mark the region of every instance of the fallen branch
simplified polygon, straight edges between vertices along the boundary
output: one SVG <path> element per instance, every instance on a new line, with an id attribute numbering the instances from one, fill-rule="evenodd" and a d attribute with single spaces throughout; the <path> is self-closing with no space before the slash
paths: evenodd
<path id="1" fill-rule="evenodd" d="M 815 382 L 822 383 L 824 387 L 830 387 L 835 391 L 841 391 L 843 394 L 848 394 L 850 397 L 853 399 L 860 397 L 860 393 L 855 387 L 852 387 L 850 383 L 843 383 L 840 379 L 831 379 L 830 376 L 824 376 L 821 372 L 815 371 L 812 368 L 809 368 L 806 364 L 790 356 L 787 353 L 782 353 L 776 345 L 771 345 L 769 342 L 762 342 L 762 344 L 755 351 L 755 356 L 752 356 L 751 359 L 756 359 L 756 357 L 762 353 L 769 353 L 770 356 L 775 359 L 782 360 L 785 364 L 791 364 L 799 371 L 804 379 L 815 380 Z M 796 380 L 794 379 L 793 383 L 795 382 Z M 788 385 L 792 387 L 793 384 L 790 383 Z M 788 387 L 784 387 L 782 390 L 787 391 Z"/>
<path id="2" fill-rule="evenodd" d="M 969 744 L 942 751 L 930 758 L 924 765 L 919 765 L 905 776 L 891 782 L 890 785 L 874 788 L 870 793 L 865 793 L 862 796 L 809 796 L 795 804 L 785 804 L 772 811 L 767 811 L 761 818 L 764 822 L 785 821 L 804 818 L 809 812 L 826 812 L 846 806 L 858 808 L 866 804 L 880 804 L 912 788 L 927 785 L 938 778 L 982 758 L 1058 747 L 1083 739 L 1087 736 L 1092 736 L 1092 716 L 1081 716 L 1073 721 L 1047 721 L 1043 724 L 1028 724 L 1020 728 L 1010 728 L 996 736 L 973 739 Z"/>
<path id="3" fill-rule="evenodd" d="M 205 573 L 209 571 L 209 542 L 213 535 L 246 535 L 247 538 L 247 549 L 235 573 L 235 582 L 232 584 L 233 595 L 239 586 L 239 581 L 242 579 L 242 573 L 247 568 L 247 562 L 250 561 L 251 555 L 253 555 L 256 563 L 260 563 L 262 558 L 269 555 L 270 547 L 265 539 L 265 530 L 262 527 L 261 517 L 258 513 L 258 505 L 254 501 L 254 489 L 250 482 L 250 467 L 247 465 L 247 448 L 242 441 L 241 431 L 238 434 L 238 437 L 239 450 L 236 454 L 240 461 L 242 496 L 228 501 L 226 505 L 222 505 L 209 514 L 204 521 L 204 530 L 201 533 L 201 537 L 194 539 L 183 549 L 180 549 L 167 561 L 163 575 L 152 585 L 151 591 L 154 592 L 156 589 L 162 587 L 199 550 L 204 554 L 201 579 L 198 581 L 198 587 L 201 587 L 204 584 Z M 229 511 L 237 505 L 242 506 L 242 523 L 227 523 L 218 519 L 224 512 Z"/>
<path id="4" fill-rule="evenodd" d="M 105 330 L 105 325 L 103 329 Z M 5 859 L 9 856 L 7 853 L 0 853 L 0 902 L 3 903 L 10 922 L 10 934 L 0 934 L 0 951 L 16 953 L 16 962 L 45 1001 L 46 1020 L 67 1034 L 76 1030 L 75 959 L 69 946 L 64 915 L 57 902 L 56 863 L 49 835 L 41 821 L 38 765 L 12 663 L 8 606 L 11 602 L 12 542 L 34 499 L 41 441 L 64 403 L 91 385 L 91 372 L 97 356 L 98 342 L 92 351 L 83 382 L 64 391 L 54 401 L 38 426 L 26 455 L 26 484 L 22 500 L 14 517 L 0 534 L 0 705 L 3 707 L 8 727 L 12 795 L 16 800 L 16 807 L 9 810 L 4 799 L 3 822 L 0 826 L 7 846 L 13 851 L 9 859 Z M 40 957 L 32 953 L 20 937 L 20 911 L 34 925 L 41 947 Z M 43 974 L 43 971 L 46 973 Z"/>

Requirements: Reproduce every line of the records above verbatim.

Answer to the exercise:
mark the region of every instance of the fallen branch
simplified polygon, straight edges between vertices along the boundary
output: one SVG <path> element per instance, every instance on a new line, with an id attribute numbering the instances from one, fill-rule="evenodd" and a d attribute with single spaces throughout; the <path> is self-closing with no space before the slash
paths: evenodd
<path id="1" fill-rule="evenodd" d="M 815 382 L 822 383 L 824 387 L 830 387 L 835 391 L 841 391 L 843 394 L 848 394 L 850 397 L 853 399 L 860 397 L 860 393 L 855 387 L 852 387 L 850 383 L 843 383 L 840 379 L 831 379 L 830 376 L 824 376 L 821 372 L 815 371 L 812 368 L 809 368 L 806 364 L 790 356 L 787 353 L 782 353 L 776 345 L 771 345 L 769 342 L 762 342 L 762 344 L 755 351 L 755 356 L 752 356 L 751 359 L 756 359 L 756 357 L 762 353 L 769 353 L 770 356 L 775 359 L 782 360 L 785 364 L 791 364 L 799 371 L 804 379 L 815 380 Z M 796 380 L 794 379 L 793 383 L 795 382 Z M 788 385 L 792 387 L 793 384 L 790 383 Z M 788 387 L 784 387 L 782 390 L 787 391 Z"/>
<path id="2" fill-rule="evenodd" d="M 969 744 L 942 751 L 930 758 L 924 765 L 919 765 L 905 776 L 891 782 L 890 785 L 874 788 L 870 793 L 865 793 L 862 796 L 809 796 L 795 804 L 785 804 L 772 811 L 767 811 L 761 818 L 764 822 L 785 821 L 804 818 L 809 812 L 826 812 L 846 806 L 858 808 L 866 804 L 880 804 L 912 788 L 927 785 L 938 778 L 982 758 L 1058 747 L 1083 739 L 1087 736 L 1092 736 L 1092 716 L 1081 716 L 1073 721 L 1047 721 L 1043 724 L 1028 724 L 1020 728 L 1010 728 L 996 736 L 973 739 Z"/>
<path id="3" fill-rule="evenodd" d="M 205 573 L 209 571 L 209 542 L 213 535 L 246 535 L 247 538 L 247 549 L 235 573 L 235 582 L 232 584 L 233 595 L 239 586 L 239 581 L 242 579 L 242 573 L 247 568 L 247 562 L 250 561 L 251 555 L 253 555 L 256 563 L 260 563 L 262 558 L 269 555 L 270 547 L 265 539 L 265 530 L 262 527 L 261 517 L 258 513 L 258 505 L 254 501 L 254 489 L 250 482 L 250 467 L 247 465 L 247 448 L 242 441 L 241 431 L 238 434 L 238 437 L 239 450 L 236 454 L 240 461 L 242 496 L 228 501 L 226 505 L 222 505 L 209 514 L 204 521 L 204 530 L 201 533 L 201 537 L 194 539 L 183 549 L 180 549 L 167 561 L 163 575 L 152 585 L 151 591 L 154 592 L 156 589 L 162 587 L 199 550 L 204 554 L 201 579 L 198 581 L 198 587 L 201 587 L 204 584 Z M 229 511 L 237 505 L 242 506 L 242 523 L 227 523 L 218 519 L 224 512 Z"/>
<path id="4" fill-rule="evenodd" d="M 105 330 L 105 325 L 103 329 Z M 5 859 L 9 856 L 7 853 L 0 853 L 0 902 L 3 903 L 10 922 L 10 934 L 0 934 L 0 951 L 16 953 L 16 962 L 45 1001 L 46 1020 L 67 1034 L 76 1030 L 75 959 L 69 946 L 64 915 L 57 902 L 56 863 L 49 835 L 41 821 L 38 765 L 12 663 L 8 606 L 11 602 L 12 542 L 34 499 L 41 441 L 64 403 L 91 385 L 91 372 L 97 356 L 98 342 L 92 351 L 83 382 L 64 391 L 54 401 L 38 426 L 26 455 L 26 484 L 22 500 L 14 517 L 0 534 L 0 705 L 3 707 L 8 727 L 12 795 L 16 800 L 16 807 L 9 810 L 4 799 L 3 822 L 0 826 L 7 846 L 13 851 L 9 859 Z M 40 957 L 32 953 L 20 937 L 20 911 L 34 925 L 41 947 Z M 43 974 L 43 971 L 46 973 Z"/>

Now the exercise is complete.